→ **To do**
Quote every one of the rows below word for word, and leave the pictures out of your reply.

→ **Material for this task**

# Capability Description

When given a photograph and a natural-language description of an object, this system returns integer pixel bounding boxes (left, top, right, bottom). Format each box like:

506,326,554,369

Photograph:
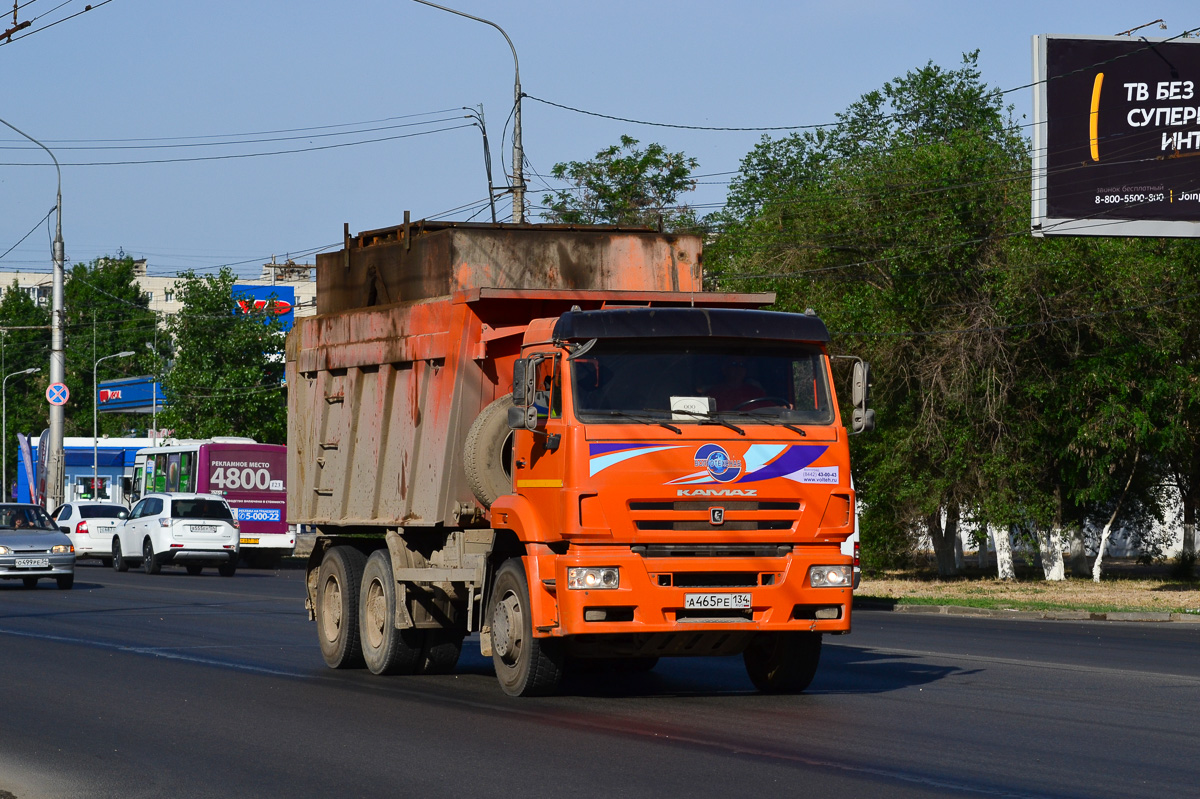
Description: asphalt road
0,565,1200,799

→ **Response to this exercise**
# Capability Description

When given a photograph and a natural-language description of an object, this system returns integer pixel bounding boxes (left, top, right, bottom). Format each box like:

506,326,554,369

Photograph:
Description: asphalt road
0,565,1200,799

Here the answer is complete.